> **Exercise**
Output all of the records word for word and drop the images.

> **Exercise materials**
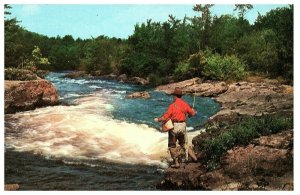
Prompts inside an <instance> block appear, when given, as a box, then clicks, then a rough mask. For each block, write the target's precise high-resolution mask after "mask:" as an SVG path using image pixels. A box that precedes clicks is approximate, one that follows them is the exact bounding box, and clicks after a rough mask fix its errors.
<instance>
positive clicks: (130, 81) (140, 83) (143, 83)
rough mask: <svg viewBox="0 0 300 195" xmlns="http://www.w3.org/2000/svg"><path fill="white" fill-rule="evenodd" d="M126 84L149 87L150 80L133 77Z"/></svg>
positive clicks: (141, 78)
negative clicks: (129, 83)
mask: <svg viewBox="0 0 300 195" xmlns="http://www.w3.org/2000/svg"><path fill="white" fill-rule="evenodd" d="M126 83H131V84H139V85H148V84H149V80H146V79H143V78H140V77H131V78H128V79H127V81H126Z"/></svg>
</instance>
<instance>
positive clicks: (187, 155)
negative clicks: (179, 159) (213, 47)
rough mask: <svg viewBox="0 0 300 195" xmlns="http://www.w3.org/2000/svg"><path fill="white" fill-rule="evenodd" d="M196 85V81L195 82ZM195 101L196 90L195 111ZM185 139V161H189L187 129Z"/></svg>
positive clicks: (194, 102)
mask: <svg viewBox="0 0 300 195" xmlns="http://www.w3.org/2000/svg"><path fill="white" fill-rule="evenodd" d="M194 85H195V80H194ZM195 101H196V90H195V89H194V100H193V107H192V108H193V110H194V108H195ZM184 138H185V144H184V147H185V160H186V161H188V160H189V152H188V150H189V148H188V147H189V146H188V137H187V128H185V132H184Z"/></svg>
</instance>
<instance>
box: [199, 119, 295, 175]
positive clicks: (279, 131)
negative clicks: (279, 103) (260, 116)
mask: <svg viewBox="0 0 300 195" xmlns="http://www.w3.org/2000/svg"><path fill="white" fill-rule="evenodd" d="M292 128H293V118H292V117H286V116H278V115H265V116H261V117H246V118H245V119H243V120H242V121H241V122H240V123H239V124H235V125H233V126H231V127H230V128H229V129H228V130H227V131H223V132H222V133H220V134H219V135H217V136H215V137H214V138H212V139H205V140H204V141H203V142H201V143H200V145H199V148H200V150H201V151H203V152H204V153H205V155H206V163H207V166H208V168H210V169H215V168H216V167H218V165H219V161H220V157H221V156H223V155H224V154H225V153H226V152H227V151H228V150H230V149H232V148H233V147H235V146H237V145H247V144H249V143H250V141H251V140H253V139H255V138H258V137H259V136H263V135H270V134H274V133H279V132H281V131H283V130H287V129H292Z"/></svg>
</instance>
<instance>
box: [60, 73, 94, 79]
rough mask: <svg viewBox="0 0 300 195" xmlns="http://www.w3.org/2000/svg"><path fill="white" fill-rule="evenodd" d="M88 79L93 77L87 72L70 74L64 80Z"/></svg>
mask: <svg viewBox="0 0 300 195" xmlns="http://www.w3.org/2000/svg"><path fill="white" fill-rule="evenodd" d="M87 77H91V75H89V74H88V73H86V72H85V71H75V72H71V73H68V74H66V75H65V76H64V78H70V79H77V78H87Z"/></svg>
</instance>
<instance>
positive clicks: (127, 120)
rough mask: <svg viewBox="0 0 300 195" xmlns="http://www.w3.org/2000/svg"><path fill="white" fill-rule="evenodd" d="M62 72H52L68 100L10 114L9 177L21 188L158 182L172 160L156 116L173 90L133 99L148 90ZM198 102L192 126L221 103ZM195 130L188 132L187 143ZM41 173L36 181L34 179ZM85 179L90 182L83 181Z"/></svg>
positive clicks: (62, 90)
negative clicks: (100, 181)
mask: <svg viewBox="0 0 300 195" xmlns="http://www.w3.org/2000/svg"><path fill="white" fill-rule="evenodd" d="M62 76H63V74H62V73H51V74H50V75H49V76H48V77H47V78H48V79H49V80H51V81H52V82H53V83H54V85H55V86H56V87H57V89H58V92H59V95H60V98H61V101H65V102H66V103H71V104H72V105H71V106H54V107H46V108H39V109H36V110H33V111H27V112H20V113H17V114H12V115H5V150H6V152H5V166H6V168H5V182H6V183H8V182H13V183H23V184H24V185H23V189H154V186H153V183H155V182H156V183H157V182H158V181H159V178H161V176H162V173H161V172H160V171H159V170H160V169H161V168H164V167H166V166H167V163H166V161H162V159H166V157H169V155H168V153H167V134H166V133H161V132H159V131H158V127H159V125H158V124H155V123H154V122H153V118H154V117H156V116H159V115H160V114H162V113H163V112H164V111H165V109H166V107H167V105H168V104H169V103H170V102H171V101H172V100H171V97H169V96H166V95H164V94H163V93H157V92H153V91H151V90H149V92H150V93H151V96H152V98H151V99H150V100H130V99H126V98H125V96H126V95H128V94H129V93H131V92H133V91H137V90H145V89H143V88H141V87H139V86H134V85H126V84H121V83H117V82H114V81H102V80H85V79H77V80H76V79H66V78H62ZM190 100H191V97H187V101H190ZM198 101H199V102H198V103H196V105H197V106H198V108H196V109H197V110H198V113H199V110H201V109H202V110H201V111H200V113H201V114H200V115H198V116H197V117H195V118H194V119H193V120H194V121H193V120H190V121H189V124H192V125H193V126H195V125H197V124H201V123H203V121H205V120H206V119H207V117H209V116H211V115H212V114H214V112H216V111H217V110H218V109H219V107H218V105H217V104H216V103H214V102H213V101H211V100H209V99H198ZM204 105H205V107H206V108H205V109H204V108H202V107H203V106H204ZM198 133H199V132H197V131H193V132H189V133H188V137H189V142H191V140H192V137H194V136H195V135H196V134H198ZM28 170H30V171H28ZM157 171H158V172H157ZM61 173H64V174H61ZM95 173H98V174H100V175H101V176H100V175H98V176H95ZM139 173H141V175H139V176H138V174H139ZM120 175H121V176H122V177H120ZM72 177H74V180H73V179H71V180H70V178H72ZM110 177H111V179H109V178H110ZM76 178H77V179H76ZM92 178H94V179H92ZM121 178H122V179H121ZM126 178H127V179H126ZM147 178H148V179H149V181H147V182H145V179H147ZM38 179H40V181H39V182H36V184H37V183H38V186H37V185H34V184H32V183H31V182H30V180H32V181H36V180H38ZM120 179H121V180H122V181H120ZM69 180H70V181H69ZM83 180H86V181H88V182H90V184H89V185H88V186H82V185H81V184H82V182H83ZM98 180H101V182H100V181H98ZM140 181H144V182H143V184H141V183H140ZM100 183H101V184H100ZM117 183H118V185H119V187H118V186H116V184H117ZM70 185H71V186H73V187H70ZM79 186H81V187H79ZM21 189H22V185H21Z"/></svg>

> **Your solution**
Prompts inside an <instance> block appear, when given, as a box, then clicks, then a rough mask. For each block, write the target's precise high-resolution mask after "mask:" as an SVG path using image pixels. A box that precedes clicks is approximate, one that follows them is the exact bounding box, and clicks after a rough mask fix its errors.
<instance>
positive clicks: (130, 81) (140, 83) (143, 83)
rough mask: <svg viewBox="0 0 300 195" xmlns="http://www.w3.org/2000/svg"><path fill="white" fill-rule="evenodd" d="M126 84L149 87L150 80L133 77Z"/></svg>
positive clicks: (141, 78)
negative clicks: (129, 83)
mask: <svg viewBox="0 0 300 195" xmlns="http://www.w3.org/2000/svg"><path fill="white" fill-rule="evenodd" d="M126 83H131V84H139V85H148V84H149V80H146V79H143V78H140V77H131V78H128V79H127V81H126Z"/></svg>
</instance>
<instance>
positive clicks: (187, 155)
negative clicks: (179, 159) (213, 47)
rough mask: <svg viewBox="0 0 300 195" xmlns="http://www.w3.org/2000/svg"><path fill="white" fill-rule="evenodd" d="M196 85V81L195 82ZM195 101L196 90L195 111ZM185 139V161H189L187 129Z"/></svg>
positive clicks: (194, 102)
mask: <svg viewBox="0 0 300 195" xmlns="http://www.w3.org/2000/svg"><path fill="white" fill-rule="evenodd" d="M194 85H195V80H194ZM195 101H196V90H195V89H194V100H193V107H192V108H193V110H194V108H195ZM184 138H185V144H184V147H185V160H186V161H188V160H189V152H188V150H189V148H188V147H189V146H188V137H187V128H185V132H184Z"/></svg>
</instance>
<instance>
box: [199, 119, 295, 175]
positive clicks: (279, 131)
negative clicks: (279, 103) (260, 116)
mask: <svg viewBox="0 0 300 195" xmlns="http://www.w3.org/2000/svg"><path fill="white" fill-rule="evenodd" d="M292 128H293V118H292V117H286V116H278V115H265V116H261V117H246V118H245V119H243V120H242V121H241V122H240V123H239V124H235V125H233V126H231V127H230V128H229V129H228V130H227V131H223V132H222V133H220V134H219V135H217V136H215V137H214V138H212V139H205V140H204V141H203V142H201V143H200V145H199V148H200V150H201V151H203V152H204V153H205V155H206V163H207V166H208V168H210V169H215V168H216V167H218V165H219V161H220V157H221V156H223V155H224V154H225V153H226V152H227V151H228V150H230V149H232V148H233V147H235V146H237V145H247V144H249V143H250V141H251V140H253V139H255V138H258V137H259V136H263V135H270V134H274V133H279V132H281V131H283V130H287V129H292Z"/></svg>
</instance>
<instance>
box: [60, 73, 94, 79]
rough mask: <svg viewBox="0 0 300 195" xmlns="http://www.w3.org/2000/svg"><path fill="white" fill-rule="evenodd" d="M88 79L93 77L87 72L70 74L64 80Z"/></svg>
mask: <svg viewBox="0 0 300 195" xmlns="http://www.w3.org/2000/svg"><path fill="white" fill-rule="evenodd" d="M87 77H91V75H89V74H88V73H86V72H85V71H75V72H71V73H68V74H66V75H65V76H64V78H70V79H77V78H87Z"/></svg>
</instance>
<instance>
positive clicks: (127, 120)
rough mask: <svg viewBox="0 0 300 195" xmlns="http://www.w3.org/2000/svg"><path fill="white" fill-rule="evenodd" d="M62 72H52L68 100L10 114L9 177L21 188L158 182L172 160L156 116L173 90L133 99L148 90ZM198 102L192 126L221 103ZM195 130L188 132L187 143ZM41 173L36 181L34 179ZM85 179L90 182L83 181Z"/></svg>
positive clicks: (62, 90)
negative clicks: (100, 181)
mask: <svg viewBox="0 0 300 195" xmlns="http://www.w3.org/2000/svg"><path fill="white" fill-rule="evenodd" d="M62 76H63V74H62V73H51V74H50V75H49V76H48V77H47V78H48V79H49V80H51V81H52V82H53V83H54V85H55V86H56V87H57V89H58V92H59V95H60V98H61V101H65V102H66V103H71V104H72V105H71V106H54V107H46V108H39V109H36V110H33V111H27V112H20V113H17V114H12V115H5V150H6V152H5V166H6V168H5V182H6V183H8V182H13V183H23V184H24V185H23V189H154V186H153V183H155V182H156V183H157V182H158V181H159V178H161V176H162V173H161V172H160V171H159V170H160V169H161V168H164V167H166V166H167V163H166V161H162V159H166V157H169V155H168V153H167V134H166V133H161V132H159V131H158V127H159V125H158V124H155V123H154V122H153V118H154V117H156V116H159V115H160V114H162V113H163V112H164V111H165V109H166V107H167V105H168V104H169V103H170V102H171V101H172V100H171V97H169V96H166V95H164V94H163V93H157V92H153V91H151V90H149V92H150V93H151V96H152V98H151V99H150V100H130V99H126V98H125V96H126V95H128V94H129V93H131V92H133V91H137V90H145V89H143V88H141V87H139V86H134V85H126V84H121V83H117V82H114V81H102V80H85V79H77V80H76V79H66V78H62ZM190 100H191V97H187V101H190ZM198 101H199V102H198V103H196V105H197V106H198V108H196V109H197V110H198V113H199V110H201V109H202V110H201V111H200V113H201V114H200V115H198V116H197V117H195V118H194V119H193V120H194V121H193V120H190V121H189V124H192V125H193V126H195V125H197V124H201V123H203V121H205V120H206V119H207V117H209V116H211V115H212V114H214V112H216V111H217V110H218V109H219V107H218V105H217V104H216V103H214V102H213V101H211V100H209V99H198ZM204 105H205V107H206V108H205V109H204V108H202V107H203V106H204ZM198 133H199V132H197V131H193V132H189V133H188V137H189V142H191V140H192V137H194V136H195V135H196V134H198ZM28 170H30V171H28ZM157 171H158V172H157ZM61 173H64V174H61ZM95 173H98V174H100V175H101V176H100V175H98V176H95ZM139 173H141V175H139V176H138V174H139ZM120 175H121V176H122V177H120ZM72 177H74V180H73V179H71V180H70V178H72ZM110 177H111V179H109V178H110ZM76 178H77V179H76ZM92 178H94V179H92ZM121 178H122V179H121ZM126 178H127V179H126ZM147 178H148V179H149V181H147V182H145V179H147ZM38 179H40V181H39V182H36V184H37V183H38V186H37V185H34V184H32V183H31V182H30V180H32V181H36V180H38ZM120 179H121V180H122V181H120ZM69 180H70V181H69ZM83 180H86V181H88V182H90V184H89V185H88V186H82V185H81V184H82V182H83ZM98 180H101V182H100V181H98ZM140 181H144V182H143V184H141V183H140ZM100 183H101V184H100ZM117 183H118V185H119V187H118V186H116V184H117ZM70 185H71V186H73V187H70ZM79 186H81V187H79ZM21 189H22V185H21Z"/></svg>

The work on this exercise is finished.